§ EXERCISE: Convert every line of the listing below into a numbered list, skipping any blank lines. Leave the pictures out of your answer.

----

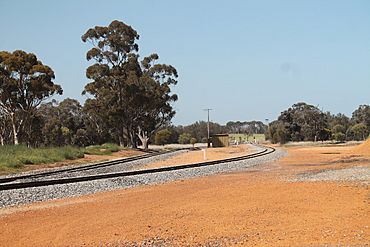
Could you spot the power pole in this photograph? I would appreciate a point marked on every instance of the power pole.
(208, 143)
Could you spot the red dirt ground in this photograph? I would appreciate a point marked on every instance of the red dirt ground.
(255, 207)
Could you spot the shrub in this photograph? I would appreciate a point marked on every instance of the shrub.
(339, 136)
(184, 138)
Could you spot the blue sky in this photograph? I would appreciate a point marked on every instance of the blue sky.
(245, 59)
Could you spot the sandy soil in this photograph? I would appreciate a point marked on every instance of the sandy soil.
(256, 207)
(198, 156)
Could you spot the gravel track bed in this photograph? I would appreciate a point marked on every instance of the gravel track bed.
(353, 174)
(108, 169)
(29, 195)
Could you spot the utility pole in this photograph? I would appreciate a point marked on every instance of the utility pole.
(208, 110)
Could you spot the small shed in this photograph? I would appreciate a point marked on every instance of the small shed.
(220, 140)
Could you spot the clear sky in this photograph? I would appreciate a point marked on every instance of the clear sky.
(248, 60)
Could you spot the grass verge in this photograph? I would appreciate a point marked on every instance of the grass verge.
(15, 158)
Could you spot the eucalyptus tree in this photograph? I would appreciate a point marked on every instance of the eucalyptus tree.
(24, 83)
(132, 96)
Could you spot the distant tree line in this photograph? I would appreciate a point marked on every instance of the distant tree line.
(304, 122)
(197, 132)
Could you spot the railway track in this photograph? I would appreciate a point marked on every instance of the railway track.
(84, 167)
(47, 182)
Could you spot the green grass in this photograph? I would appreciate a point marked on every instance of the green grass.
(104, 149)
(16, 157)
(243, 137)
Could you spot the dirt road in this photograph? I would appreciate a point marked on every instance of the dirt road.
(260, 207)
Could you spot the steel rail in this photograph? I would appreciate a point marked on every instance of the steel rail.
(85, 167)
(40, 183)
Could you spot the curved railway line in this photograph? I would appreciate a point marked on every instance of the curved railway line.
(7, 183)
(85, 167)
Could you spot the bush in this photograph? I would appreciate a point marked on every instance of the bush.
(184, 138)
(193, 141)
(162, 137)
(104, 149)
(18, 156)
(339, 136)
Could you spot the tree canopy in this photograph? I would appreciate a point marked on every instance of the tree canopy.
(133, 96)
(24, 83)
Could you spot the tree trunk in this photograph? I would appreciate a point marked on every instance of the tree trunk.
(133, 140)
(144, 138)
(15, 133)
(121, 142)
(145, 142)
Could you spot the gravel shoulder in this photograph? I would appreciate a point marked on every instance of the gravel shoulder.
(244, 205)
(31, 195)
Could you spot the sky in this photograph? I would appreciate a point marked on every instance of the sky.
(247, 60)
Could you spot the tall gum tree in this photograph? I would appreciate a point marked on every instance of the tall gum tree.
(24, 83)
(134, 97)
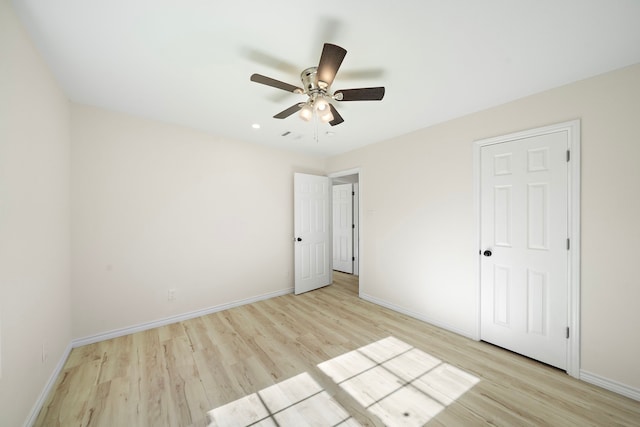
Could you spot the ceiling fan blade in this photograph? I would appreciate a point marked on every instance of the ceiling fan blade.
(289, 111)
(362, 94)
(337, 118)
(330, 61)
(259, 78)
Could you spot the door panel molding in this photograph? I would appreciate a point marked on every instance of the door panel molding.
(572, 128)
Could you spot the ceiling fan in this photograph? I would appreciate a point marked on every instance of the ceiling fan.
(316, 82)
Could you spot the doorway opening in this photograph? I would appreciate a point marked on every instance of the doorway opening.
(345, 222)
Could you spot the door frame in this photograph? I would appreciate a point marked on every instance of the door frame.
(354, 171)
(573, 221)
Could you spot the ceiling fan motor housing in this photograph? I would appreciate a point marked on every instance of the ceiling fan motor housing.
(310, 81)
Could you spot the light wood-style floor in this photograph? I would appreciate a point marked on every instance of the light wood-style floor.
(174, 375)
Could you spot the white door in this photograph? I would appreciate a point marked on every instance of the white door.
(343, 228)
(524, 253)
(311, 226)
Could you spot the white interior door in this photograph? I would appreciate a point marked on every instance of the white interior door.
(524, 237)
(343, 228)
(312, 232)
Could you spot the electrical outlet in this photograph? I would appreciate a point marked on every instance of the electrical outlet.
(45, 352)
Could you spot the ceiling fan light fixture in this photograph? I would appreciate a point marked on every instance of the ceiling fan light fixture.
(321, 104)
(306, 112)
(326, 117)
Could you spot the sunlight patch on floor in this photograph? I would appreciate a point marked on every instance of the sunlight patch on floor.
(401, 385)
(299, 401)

----

§ EXPECTED OUTPUT:
1. Could you spot the power pole in this photograph? I would appreciate a point marked on every instance of the power pole.
2. (208, 143)
3. Could you spot the red dirt ground in this photograph? I would appreciate a point marked on every instance of the red dirt ground.
4. (255, 207)
5. Could you spot the shrub in this photograph? I would appreciate a point marked on every instance of the shrub.
6. (339, 136)
7. (184, 138)
8. Could you spot the blue sky in this photograph? I would appreciate a point marked on every instance of the blue sky.
9. (245, 59)
10. Could you spot the sandy soil in this photograph? I would appreciate a point marked on every instance of the sandy soil.
11. (256, 207)
12. (198, 156)
13. Could you spot the gravel track bed in this photograph? I would appreciate a point marked on every instance of the gravel track bed.
14. (353, 174)
15. (108, 169)
16. (29, 195)
17. Could you spot the utility pole in this photograph? I would appreciate a point marked on every instance of the utility pole.
18. (208, 110)
19. Could you spot the small shed in this photograph? I would appreciate a point marked on every instance of the small shed.
20. (220, 140)
21. Could you spot the clear sky in this photograph? I would appreciate a point marked on every instance of the clear sky.
22. (248, 60)
23. Could you spot the grass verge in this photograph? I would appreciate a point marked on every instance of the grass verge.
24. (15, 158)
25. Could you spot the eucalyptus tree in this photograph? I would appreciate a point marked on every instance of the eucalyptus tree.
26. (24, 83)
27. (132, 96)
28. Could you spot the distant tree line in this photograph? I would appreciate a point marked on every instance of the distant tree line.
29. (304, 122)
30. (197, 132)
31. Could you spot the railway track in this photograph? I would appreciate a point marked on every instance of the railway track.
32. (84, 167)
33. (47, 182)
34. Could you spot the green grass in this photograph? I would appreciate a point marked on every instance of the green grass.
35. (104, 149)
36. (16, 157)
37. (243, 137)
38. Could you spot the dirt road in this photograph? I would appreciate a point marked on every instance of the dirt road.
39. (260, 207)
40. Could you spot the steel rail in this photograph? I would appreciate a point marked on every instance of the steel rail.
41. (85, 167)
42. (40, 183)
43. Could you spot the curved railway line in this photograph? I would appreciate a point marked on every instance of the curved railway line.
44. (7, 183)
45. (85, 167)
46. Could you spot the bush in this photograph? I would appreciate a point marked on every instance of the bush.
47. (184, 138)
48. (193, 141)
49. (162, 137)
50. (104, 149)
51. (18, 156)
52. (339, 136)
53. Could you spot the tree canopy in this photograph? I would appreciate a point marked on every instance of the tree canopy.
54. (133, 96)
55. (24, 83)
56. Could you spot the tree trunk in this photograph? I would appreciate a point marked on every instance of the tree trunk.
57. (133, 140)
58. (144, 138)
59. (15, 133)
60. (121, 142)
61. (145, 142)
62. Could you spot the gravel shoulder in this photograph? I would appreciate a point marked on every instance of the gravel shoulder.
63. (244, 205)
64. (31, 195)
65. Could you spot the sky in this photograph? I would appreciate a point marked on every instance of the sky.
66. (247, 60)
67. Could you spot the tall gum tree in this photograph? I would appreciate a point marked on every instance of the tall gum tree.
68. (24, 83)
69. (134, 97)
70. Could you spot the ceiling fan blade in this photograph? I would appreciate a point marked on every instance of the ceiling fan blade.
71. (289, 111)
72. (362, 94)
73. (337, 118)
74. (330, 61)
75. (259, 78)
76. Could you spot the door panel molding in this photograph? I would appreciate a point marked on every instance of the door panel molding.
77. (572, 128)
78. Could you spot the ceiling fan in this photograph? I would appreciate a point marked on every instance of the ceiling fan.
79. (316, 82)
80. Could you spot the doorway opening in this photograph? I would appreciate a point marked on every instance of the doorway opening.
81. (345, 222)
82. Could you spot the door frame in this photograph? I would appreciate a point marked on every instance of the door frame.
83. (354, 171)
84. (573, 221)
85. Could you spot the ceiling fan motor housing in this photograph? I would appreciate a point marked on every instance of the ceiling fan motor housing.
86. (310, 81)
87. Could you spot the light wood-style floor in this photograph? I would appreciate a point marked on every instance of the light wood-style floor.
88. (174, 375)
89. Could you spot the white door in this photograph? I would appreciate a point marked on every instance of the white door.
90. (343, 228)
91. (524, 253)
92. (311, 226)
93. Could you spot the white interior door in this photograph? I would appreciate a point marked on every instance of the white interior door.
94. (524, 237)
95. (343, 228)
96. (312, 232)
97. Could you spot the electrical outlet in this photograph? I would appreciate a point marked on every instance of the electrical outlet.
98. (45, 352)
99. Could you spot the ceiling fan light fixture in this photograph? I would appreciate a point marked on every instance of the ceiling fan light fixture.
100. (321, 104)
101. (306, 112)
102. (326, 117)
103. Could you spot the sunlight patch on floor in this photograph? I would appreciate a point marked on every instance of the sunlight patch on floor.
104. (401, 385)
105. (299, 401)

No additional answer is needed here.